The problem. Extend the article about WashU research on SIMD processor efficiency, picking up right after its final sentence.

Quoted passage.
WashU research seeks to make computer processors more efficient

Computers are designed to process multiple tasks simultaneously. A team of engineers at Washington University in St. Louis is working to make it easier for programmers to tell computers to do more things at once while putting less strain on their resources.

Jeremy Buhler, PhD

Jeremy Buhler, professor of computer science & engineering in the School of Engineering & Applied Science, has received a two-year, $249,966 grant from the National Science Foundation to develop new designs, techniques and implementation strategies to make programs on Single Instruction, Multiple Data (SIMD) computer processors more efficient. These high-performance processors would be in demand by those working in bioinformatics, machine learning and other fields that require parallel computing.

With Roger Chamberlain, professor of computer science & engineering, Buhler will address challenges in building irregular applications on SIMD devices, particularly graphics processing units (GPUs). GPUs are commonly used for gaming but also can serve as powerful, general-purpose computing engines. Buhler says problems arise when users try to run "irregular" applications, or those in which different pieces of data take different kinds or amounts of work to process, on a GPU. To execute irregular applications, GPUs must dynamically choose which among thousands of parallel threads will work on each piece of data in each part of the application. These choices, called "remapping," must be specified by the programmer and can impact the speed of an application.

Entries provided.
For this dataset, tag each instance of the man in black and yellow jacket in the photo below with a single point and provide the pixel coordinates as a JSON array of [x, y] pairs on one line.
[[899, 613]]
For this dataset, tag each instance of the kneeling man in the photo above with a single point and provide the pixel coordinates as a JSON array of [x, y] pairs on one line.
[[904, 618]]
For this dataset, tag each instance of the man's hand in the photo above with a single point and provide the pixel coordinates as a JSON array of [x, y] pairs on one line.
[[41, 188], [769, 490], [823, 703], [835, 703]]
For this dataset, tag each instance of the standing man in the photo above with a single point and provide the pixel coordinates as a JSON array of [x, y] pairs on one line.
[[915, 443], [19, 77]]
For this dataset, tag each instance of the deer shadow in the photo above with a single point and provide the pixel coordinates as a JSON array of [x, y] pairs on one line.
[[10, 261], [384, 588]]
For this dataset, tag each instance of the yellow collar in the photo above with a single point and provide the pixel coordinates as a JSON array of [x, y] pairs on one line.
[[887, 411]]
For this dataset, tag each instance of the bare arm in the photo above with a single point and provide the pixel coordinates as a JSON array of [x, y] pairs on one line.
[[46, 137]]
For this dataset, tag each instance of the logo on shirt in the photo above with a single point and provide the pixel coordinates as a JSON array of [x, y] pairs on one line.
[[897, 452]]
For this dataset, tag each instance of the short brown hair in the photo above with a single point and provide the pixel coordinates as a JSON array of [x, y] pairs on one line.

Your response.
Specifically, Buhler and his team will build software components for GPUs that perform all necessary remapping operations behind the scenes, allowing the programmer to focus on describing only the interesting parts of a computation.

"We will determine if we can build these components, if these components are efficient and if we can optimize over the space of possible remappings to make the whole application as fast as possible without the programmer having to do it manually," Buhler said. "If we are successful, this would lead to an infrastructure that makes it easier to implement high-performance irregular applications on the GPU."

Buhler, whose interest is in bioinformatics and computational biology, says this work would benefit biologists, who need accelerated applications to perform large-scale genomic data analysis and to develop new computational tools to handle new technologies and experiments.

As part of the grant, Buhler and Chamberlain plan to bring in undergraduate researchers through the department's summer Research Experiences for Undergraduates program. In addition, they will incorporate the new technologies into the courses they teach on digital system design and architecture and parallel application design.

The School of Engineering & Applied Science at Washington University in St. Louis focuses intellectual efforts through a new convergence paradigm and builds on strengths, particularly as applied to medicine and health, energy and environment, entrepreneurship and security. With 88 tenured/tenure-track and 40 additional full-time faculty, 1,300 undergraduate students, more than 900 graduate students and more than 23,000 alumni, we are working to leverage our partnerships with academic and industry partners — across disciplines and across the world — to contribute to solving the greatest global challenges of the 21st century.